- WHAT THE TASK ASKS -
Can you output every item below verbatim, line for line?

(Saved entries)
════════

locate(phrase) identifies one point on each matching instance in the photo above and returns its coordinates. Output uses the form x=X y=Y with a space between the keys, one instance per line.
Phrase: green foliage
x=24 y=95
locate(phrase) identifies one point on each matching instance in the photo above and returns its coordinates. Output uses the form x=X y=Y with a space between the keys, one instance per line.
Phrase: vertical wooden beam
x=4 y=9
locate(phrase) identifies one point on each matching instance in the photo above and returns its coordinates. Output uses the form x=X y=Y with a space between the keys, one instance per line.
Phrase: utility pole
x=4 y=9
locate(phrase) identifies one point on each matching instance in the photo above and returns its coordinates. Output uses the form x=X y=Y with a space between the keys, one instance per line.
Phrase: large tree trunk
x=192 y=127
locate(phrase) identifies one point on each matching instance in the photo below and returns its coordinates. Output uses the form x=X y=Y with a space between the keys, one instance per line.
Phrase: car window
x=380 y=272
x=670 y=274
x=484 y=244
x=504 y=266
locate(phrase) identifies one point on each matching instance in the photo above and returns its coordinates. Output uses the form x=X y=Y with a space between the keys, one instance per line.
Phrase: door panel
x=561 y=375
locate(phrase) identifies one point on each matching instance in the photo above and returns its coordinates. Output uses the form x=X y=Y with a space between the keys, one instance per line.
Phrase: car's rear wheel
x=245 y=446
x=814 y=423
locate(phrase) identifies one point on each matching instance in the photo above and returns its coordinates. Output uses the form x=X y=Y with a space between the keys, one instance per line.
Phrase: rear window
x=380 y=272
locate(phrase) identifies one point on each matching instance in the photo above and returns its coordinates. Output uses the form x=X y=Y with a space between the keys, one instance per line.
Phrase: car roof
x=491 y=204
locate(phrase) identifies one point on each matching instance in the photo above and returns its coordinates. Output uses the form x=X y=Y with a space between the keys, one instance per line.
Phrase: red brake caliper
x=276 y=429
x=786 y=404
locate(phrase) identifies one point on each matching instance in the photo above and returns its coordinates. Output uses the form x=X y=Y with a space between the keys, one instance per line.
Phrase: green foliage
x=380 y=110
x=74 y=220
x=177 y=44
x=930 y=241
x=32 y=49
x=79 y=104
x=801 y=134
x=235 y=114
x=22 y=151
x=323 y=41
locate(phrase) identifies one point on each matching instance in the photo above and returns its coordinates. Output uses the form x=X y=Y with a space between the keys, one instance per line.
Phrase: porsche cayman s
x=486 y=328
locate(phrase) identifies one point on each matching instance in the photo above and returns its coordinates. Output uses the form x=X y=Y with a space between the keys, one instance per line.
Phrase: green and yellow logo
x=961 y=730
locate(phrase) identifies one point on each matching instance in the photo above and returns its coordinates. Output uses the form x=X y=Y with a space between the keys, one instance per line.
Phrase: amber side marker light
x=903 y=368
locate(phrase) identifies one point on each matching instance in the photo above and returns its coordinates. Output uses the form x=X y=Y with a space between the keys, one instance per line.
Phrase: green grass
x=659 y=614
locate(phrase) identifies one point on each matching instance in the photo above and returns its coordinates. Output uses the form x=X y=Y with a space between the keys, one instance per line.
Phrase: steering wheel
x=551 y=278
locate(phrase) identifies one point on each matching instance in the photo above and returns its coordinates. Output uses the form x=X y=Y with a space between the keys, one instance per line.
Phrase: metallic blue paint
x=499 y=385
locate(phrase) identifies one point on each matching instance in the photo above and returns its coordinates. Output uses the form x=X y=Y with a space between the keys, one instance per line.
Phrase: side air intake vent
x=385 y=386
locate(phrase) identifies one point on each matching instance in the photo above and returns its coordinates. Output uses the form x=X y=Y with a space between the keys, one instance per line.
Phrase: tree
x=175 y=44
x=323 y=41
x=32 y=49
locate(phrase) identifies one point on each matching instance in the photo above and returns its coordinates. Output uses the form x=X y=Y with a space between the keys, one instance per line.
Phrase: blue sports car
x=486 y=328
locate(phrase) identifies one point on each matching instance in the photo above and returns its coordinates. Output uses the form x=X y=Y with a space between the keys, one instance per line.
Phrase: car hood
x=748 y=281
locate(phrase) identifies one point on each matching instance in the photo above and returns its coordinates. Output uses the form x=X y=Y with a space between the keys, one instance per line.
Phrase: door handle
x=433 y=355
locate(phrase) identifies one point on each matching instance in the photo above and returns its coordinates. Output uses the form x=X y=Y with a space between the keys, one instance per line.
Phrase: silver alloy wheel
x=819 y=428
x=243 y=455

════════

- EXERCISE OUTPUT -
locate(phrase) identifies one point on each matching instance in the photo above and returns its coordinates. Output uses the form x=X y=Y with a space between the keys, one instance per line.
Phrase: green foliage
x=24 y=95
locate(phrase) identifies one point on each matching instance in the photo above and returns its coordinates. Output uses the form x=X y=Y with a space between the keys, one instance per line.
Phrase: vertical wooden beam
x=4 y=9
locate(phrase) identifies one point on each matching instance in the photo above and returns its coordinates. Output uses the form x=X y=Y with a space between the keys, one instance per line.
Phrase: utility pole
x=4 y=9
locate(phrase) identifies one point on each matching instance in the photo above and returns its coordinates. Output uses the form x=X y=Y with a space between the keys, one instance per line.
Phrase: large tree trunk
x=192 y=127
locate(phrase) identifies one point on each matching instance in the photo below and returns its coordinates. Output uses the form x=X y=Y with a space between the keys, one instance per line.
Phrase: car window
x=380 y=272
x=670 y=274
x=484 y=244
x=504 y=266
locate(phrase) identifies one point on each matching instance in the photo above and returns its coordinates. Output uses the form x=X y=Y with a space between the keys, one instance per line.
Phrase: door panel
x=561 y=375
locate(phrase) identifies one point on each matching instance in the photo above and returns its coordinates. Output uses the form x=X y=Y with a space between the keys, one instance per line.
Phrase: car's rear wheel
x=245 y=446
x=814 y=423
locate(phrase) identifies one point on each matching instance in the photo above and returns its coordinates. Output uses the form x=X y=Y with a space between the keys, one instance per line.
Phrase: rear window
x=380 y=272
locate(phrase) identifies one point on each matching instance in the photo above and returns its coordinates. Output uses the form x=X y=Y with a space between the keys, one instance per line.
Phrase: car roof
x=491 y=204
locate(phrase) identifies one point on each matching instance in the photo above and returns its coordinates. Output uses the form x=X y=Y with a space between the keys, one instance per line.
Phrase: red brake caliper
x=276 y=429
x=786 y=404
locate(phrase) identifies one point on each matching instance in the photo above and returns its coordinates. Output uses the form x=X y=Y with a space between the keys, one instance per line.
Phrase: green foliage
x=380 y=110
x=74 y=220
x=177 y=44
x=930 y=241
x=32 y=49
x=79 y=104
x=801 y=134
x=235 y=114
x=22 y=151
x=323 y=41
locate(phrase) identifies one point on each matching instance in the photo above and returns its coordinates. Output uses the form x=X y=Y with a space between the keys, one instance per line.
Phrase: porsche cayman s
x=486 y=328
locate(phrase) identifies one point on each matching instance in the photo above and returns its coordinates. Output uses the form x=X y=Y with a space between the keys, one instance per line.
Phrase: green and yellow logo
x=961 y=730
locate(phrase) identifies one point on each matching instance in the photo above and returns its coordinates. Output uses the form x=X y=Y with a space between the keys, one instance per line.
Phrase: amber side marker light
x=903 y=368
locate(phrase) identifies one point on each matching instance in the photo above and returns its coordinates. Output uses the form x=X y=Y with a space between the keys, one instance per line.
Phrase: green grass
x=659 y=614
locate(phrase) identifies one point on each matching instance in the photo above and returns its coordinates. Output uses the form x=X y=Y with a space between the keys, one instance per line.
Phrase: steering wheel
x=551 y=278
locate(phrase) identifies one point on each matching instance in the photo above and returns its coordinates. Output uses the form x=X y=Y with a space between the keys, one instance per line.
Phrase: metallic blue paint
x=499 y=385
locate(phrase) identifies one point on each matching instance in the photo above and returns its coordinates. Output uses the form x=X y=Y with a space between the keys, one instance per line.
Phrase: side air intake vent
x=385 y=386
locate(phrase) identifies one point on each matching instance in the photo above and returns its coordinates. Output uses the form x=X y=Y with a space between the keys, one instance per line.
Phrase: tree
x=175 y=44
x=323 y=41
x=32 y=49
locate(phrase) identifies one point on each matching instance in the photo above and returns its coordinates. Output uses the form x=X y=Y with a space between the keys, one instance per line.
Phrase: blue sports car
x=486 y=328
locate(phrase) identifies one point on each matching instance in the photo above and returns its coordinates. Output uses the form x=X y=Y with a space between the keys, one instance per line.
Phrase: car hood
x=748 y=281
locate(phrase) identifies one point on each matching instance in the photo above and returns its coordinates. Output uses the form x=X y=Y with a space between the keys, one instance per line.
Phrase: door handle
x=433 y=355
locate(phrase) identifies one point on each matching instance in the photo above and returns its coordinates. Output uses the form x=X y=Y with a space between the keys, one instance per line.
Phrase: silver alloy wheel
x=819 y=428
x=243 y=455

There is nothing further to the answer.